Алданов стремится в конечном счете показать, что <…> Достоевский – прежде всего исключение, он стоит особняком, эту мысль он наиболее веско аргументирует в статье, адресованной американским читателям и задуманной как вступление к антологии русской прозы. Здесь он подчеркивает, что Достоевский отошел от традиций великой русской прозы в первую очередь потому, что он не является писателем-реалистом. Его всегда привлекало все странное, необычное (Алданов употребляет слово unusual), в то время как русская литература всегда тяготела к простоте…
<…>
Действительно, русская литература за некоторыми исключениями (Достоевский) не слишком любила все unusual, особенно же все условное и театральное.
Отход Достоевского от традиций Алданов видел и в призыве к войне, так как русская литература является, по его словам, «наименее империалистической» и самой миролюбивой из всех литератур. Не вызывает сомнений и то, что они придерживались диаметрально противоположных взглядов на проблему Константинополя, и что Алданов очень не любил «Дневник писателя». Главное же заключалось в том, что Достоевский был абсолютно чужд принципам «красоты-добра» («kaloskagathos»), которым служит, по мнению Алданова, вся русская литература:
«Я утверждаю, что почти все лучшее в русской культуре всегда служило идее «красоты-добра» <…> самые замечательные мыслители России (конечно, не одной России) в своем творчестве руководились именно добром и красотой. В русском же искусстве эти ценности часто и тесно перекрещивались с идеями судьбы и случая. И я нахожу, что это в сто раз лучше всех «бескрайностей» и «безмерностей», которых в русской культуре, к счастью, почти нет и никогда не было, – или же во всяком случае было не больше, чем на Западе.

### ЧТО ТРЕБУЕТСЯ
Напишите продолжение текста об отношении Алданова к Достоевскому, начав сразу после его последнего предложения.

### СОДЕРЖИМОЕ ДАННЫХ
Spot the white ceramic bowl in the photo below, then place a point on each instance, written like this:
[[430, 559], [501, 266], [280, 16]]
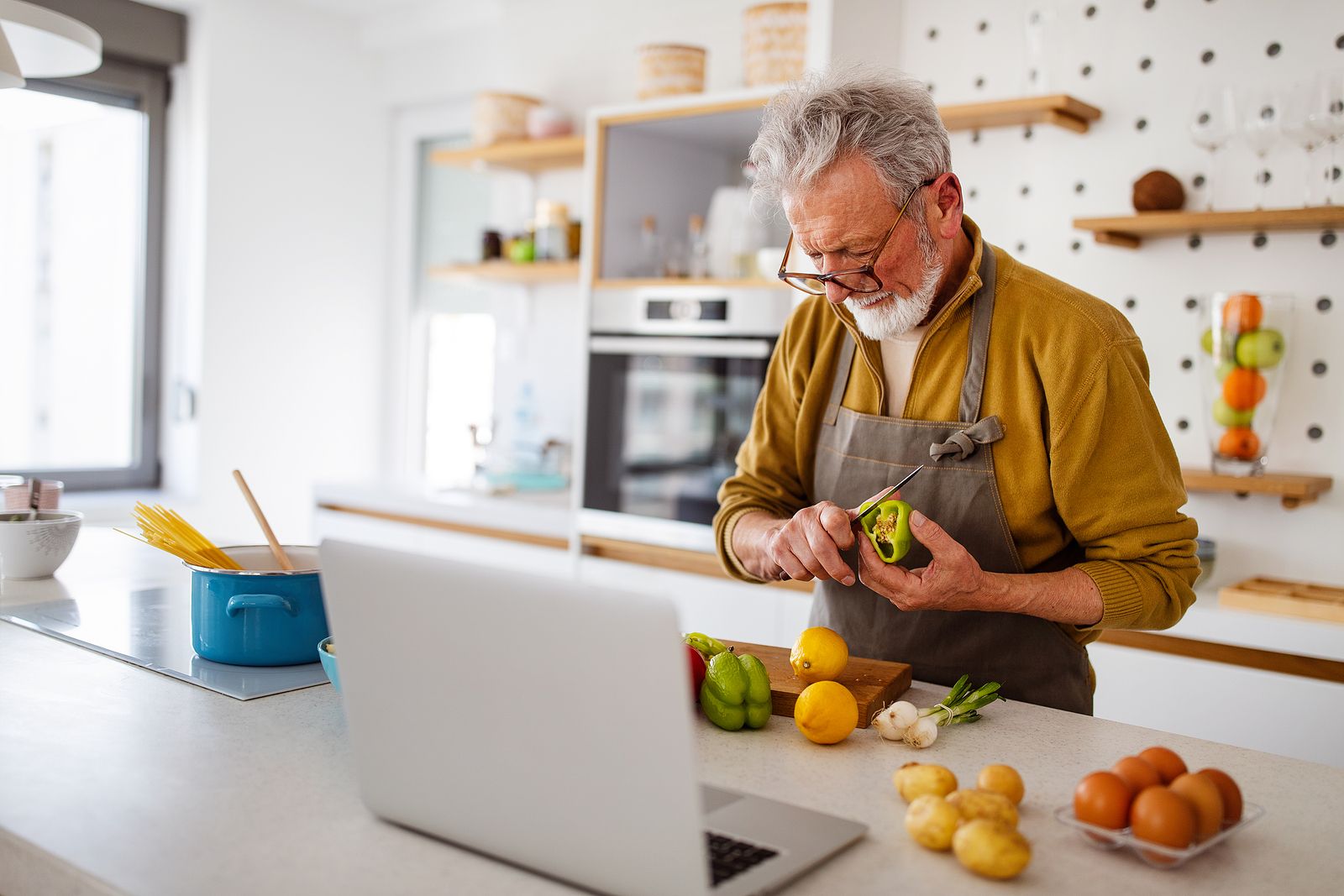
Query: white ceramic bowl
[[35, 548]]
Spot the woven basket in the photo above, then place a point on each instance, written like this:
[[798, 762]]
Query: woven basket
[[774, 42], [497, 117], [669, 69]]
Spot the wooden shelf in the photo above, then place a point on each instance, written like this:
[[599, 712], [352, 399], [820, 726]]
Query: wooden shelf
[[1054, 109], [510, 271], [636, 282], [1294, 490], [1129, 230], [519, 155]]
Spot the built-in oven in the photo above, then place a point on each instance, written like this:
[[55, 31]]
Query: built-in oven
[[674, 379]]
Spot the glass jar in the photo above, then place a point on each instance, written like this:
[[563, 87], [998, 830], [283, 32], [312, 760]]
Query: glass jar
[[1243, 344]]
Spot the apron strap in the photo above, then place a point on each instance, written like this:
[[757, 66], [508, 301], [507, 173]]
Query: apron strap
[[963, 445], [981, 315], [842, 380]]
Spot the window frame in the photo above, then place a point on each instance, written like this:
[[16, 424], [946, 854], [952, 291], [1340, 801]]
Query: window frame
[[144, 89]]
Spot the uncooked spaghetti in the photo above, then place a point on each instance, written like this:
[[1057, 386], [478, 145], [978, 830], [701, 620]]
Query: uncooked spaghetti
[[167, 531]]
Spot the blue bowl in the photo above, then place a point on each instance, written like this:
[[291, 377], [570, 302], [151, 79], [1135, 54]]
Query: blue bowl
[[328, 661]]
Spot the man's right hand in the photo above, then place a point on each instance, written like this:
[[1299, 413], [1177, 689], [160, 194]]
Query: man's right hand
[[804, 547]]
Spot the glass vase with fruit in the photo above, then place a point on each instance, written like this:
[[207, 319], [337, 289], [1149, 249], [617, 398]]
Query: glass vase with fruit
[[1245, 340]]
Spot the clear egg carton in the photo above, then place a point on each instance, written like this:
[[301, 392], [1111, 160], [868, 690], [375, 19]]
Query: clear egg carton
[[1155, 855]]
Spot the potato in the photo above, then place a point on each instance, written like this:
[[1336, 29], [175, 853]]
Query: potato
[[916, 779], [984, 804], [932, 821], [991, 848]]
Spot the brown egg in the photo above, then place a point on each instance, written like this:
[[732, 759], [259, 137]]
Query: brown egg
[[1137, 773], [1102, 799], [1163, 817], [1230, 793], [1205, 797], [1167, 763]]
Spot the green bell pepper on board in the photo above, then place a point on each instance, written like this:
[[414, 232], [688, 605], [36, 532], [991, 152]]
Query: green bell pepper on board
[[736, 692], [887, 526]]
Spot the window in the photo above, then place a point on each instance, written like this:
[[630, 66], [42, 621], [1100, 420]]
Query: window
[[81, 187]]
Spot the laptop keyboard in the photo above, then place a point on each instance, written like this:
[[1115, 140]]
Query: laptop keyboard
[[730, 857]]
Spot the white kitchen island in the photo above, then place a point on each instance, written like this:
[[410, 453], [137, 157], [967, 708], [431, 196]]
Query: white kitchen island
[[114, 778]]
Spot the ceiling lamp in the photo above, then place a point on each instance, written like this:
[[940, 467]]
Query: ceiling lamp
[[37, 42]]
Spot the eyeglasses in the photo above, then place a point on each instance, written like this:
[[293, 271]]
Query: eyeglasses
[[857, 280]]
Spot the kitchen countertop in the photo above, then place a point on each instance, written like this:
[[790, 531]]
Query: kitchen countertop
[[120, 779], [553, 513]]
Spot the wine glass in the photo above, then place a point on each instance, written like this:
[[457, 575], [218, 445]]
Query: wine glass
[[1300, 128], [1213, 121], [1263, 118], [1327, 118]]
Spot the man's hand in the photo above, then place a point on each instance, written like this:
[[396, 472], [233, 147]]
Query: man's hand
[[804, 547], [952, 580]]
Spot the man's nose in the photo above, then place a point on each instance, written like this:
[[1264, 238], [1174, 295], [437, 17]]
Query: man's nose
[[837, 293]]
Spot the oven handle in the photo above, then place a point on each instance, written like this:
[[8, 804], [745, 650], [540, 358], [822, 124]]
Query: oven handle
[[679, 345]]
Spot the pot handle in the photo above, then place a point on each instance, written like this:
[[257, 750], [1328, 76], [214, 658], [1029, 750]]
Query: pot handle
[[241, 602]]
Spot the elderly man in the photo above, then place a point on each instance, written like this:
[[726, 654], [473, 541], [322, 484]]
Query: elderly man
[[1050, 504]]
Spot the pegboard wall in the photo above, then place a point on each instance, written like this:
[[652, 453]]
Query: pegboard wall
[[1142, 63]]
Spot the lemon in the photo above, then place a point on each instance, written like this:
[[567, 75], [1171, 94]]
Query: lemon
[[826, 712], [819, 654]]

### ОТВЕТ
<…>
Человеку подлинной веры, Достоевскому, принадлежат “Записки из подполья”, книга нигилистическая – и самая нерусская во всей русской литературе, нерусская прежде всего по полному отсутствию “красоты-добра”»296.
Алданов, как видим, <…> скорее, подозревает автора в тщеславном стремлении выдумать ни на кого не похожего в силу своей «безмерности» героя. Достоевского в то же время нельзя отнести и к тем авторам, чье творчество с наибольшей полнотой отразило русскую культуру, так как выдвигаемые им идеи не являются специфически русскими, полагает Алданов. Он ссылается на три идеи Достоевского, находя им аналоги в более ранней западной литературе: «Да и “все позволено” идея старая, как мир и нисколько не русская и не славянская. Она встречается у многих западных мыслителей, она есть “Fay се que voudras” Рабле. Если позволите и тут маленькое отступление в сторону, решусь сказать (как это ни страшно), что таковы и некоторые другие откровения Достоевского, – говорю о нем здесь, конечно, только как о мыслителе. В “Бесах” Кириллов говорит: “Если нет Бога, то я Бог”, – и об этих его словах у нас чуть не трактаты написаны. Между тем в одном из самых знаменитых своих произведений Декарт <…> допускает на мгновенье гипотезу: что, если Бога нет? Какой вывод в этом случае надо было сделать? Его ответ: в этом случае – я – Бог, “Je suis Dieu”» <…>
Даже столь ценимое Достоевским «покаяние» по справедливому замечанию Алданова в «Ульмской ночи», не есть «идея русская», а, в первую очередь, общехристианская:
«вспомните также дона Бальтазара в “Le Cloitre”297 Верхарна. Берусь назвать еще десять примеров. Тот, кого почитают за границей истинно русским писателем, незаконно присвоил себе это звание. А если в России когда-либо и был литератор, отразивший “максимализм”, то это скорее Толстой, чем Достоевский».<Также категорично Алданов> всегда отказывал автору «Бесов» в предвидении русской революции:
«В минуты мрачного вдохновенья зародилась эта книга в злобном уме Достоевского.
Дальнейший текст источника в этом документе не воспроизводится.